Instruction: Write the next part of the text on the Prawer Plan and the Bedouin villages of the Negev, picking up right after its last sentence.

Source:

Child at an unrecognized Bedouin village, Negev Desert, Israel.

Physicians for Human Rights under a CC Licence

Last Monday, the High Follow-Up Committee for Arab citizens in Israel called Palestinians from the Arab sector of Israel, the West Bank and Gaza to hold a general strike and demonstrations in an act of solidarity against what could be the largest mass eviction of Palestinian citizens of Israel in over 60 years.

Despite the clouds of tear gas and the stench of skunk water, despite injuries and arrests, and despite the outrage of the international community, throughout the day thousands of protesters continued to voice their anger at the probable fate of the Bedouin population.

The Israeli government is not listening.

The Prawer Plan calls for the expulsion of between 40,000 and 70,000 Bedouin citizens of Israel from 35 unrecognized villages, forcibly removing them from their ancestral homes, and depriving them of the right to retain any claim to their land. Implementation of the Plan will result in the destruction of the villages and confiscation of 210,040 acres.

The Negev makes up 60 per cent of Israel’s total land space. Eight per cent of Israel’s population resides there, and a third of the residents are from the Bedouin community.

Data section:
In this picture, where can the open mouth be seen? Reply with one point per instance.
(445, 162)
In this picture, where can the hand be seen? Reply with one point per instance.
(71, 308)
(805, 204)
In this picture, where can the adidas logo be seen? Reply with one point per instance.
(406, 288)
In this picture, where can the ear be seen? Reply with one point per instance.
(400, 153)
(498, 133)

Final answer:
Currently, the Bedouin population in the Negev numbers approximately 210,000. Just over half of them live in seven government-built Bedouin-only towns; the remaining 90,000 live in 46 villages – 35 of which are unrecognized and 11 of which were officially recognized 10 years ago, but still do not have any form of infrastructure.

In 2011, the Prawer Plan, named after Ehud Prawer, former Head of Department for Policy Planning, was first approved by the Israeli government. And just four weeks ago, in a 43-for and 40-against vote, the Plan passed its first reading in the Knesset (parliament). It will now go to the Committee of Interior and Environment for a second and third reading.

By the end of July 2013, prior to the closing of the current Knesset session, the Prawer Plan might be approved and enacted.

The fence

The passing of the Prawer Plan will lead to what the European Co-ordination Committee for Palestine (ECCP) believes is the government’s objective: ‘To encourage Jews to move south, especially to agricultural settlements, all the while aiming to destroy Arab villages that in some cases predate the creation of the state [while] planning 10 new settlements for Jews in the Negev in an attempt to Judaize the Negev.’

For centuries, the Bedouin community has been an integral part of the Negev Desert in historic Palestine. Prior to the establishment of Israel in 1948, 92,000 Bedouins lived on 99 per cent of the Negev land. But with its establishment, thousands were expelled or fled to neighbouring countries.

In 1950, the Israeli military government relocated the remaining 11,000 Bedouins to a restricted area called the Siyag (enclosure/fence). They not only lost rich agricultural land, but their traditional way of life was affected.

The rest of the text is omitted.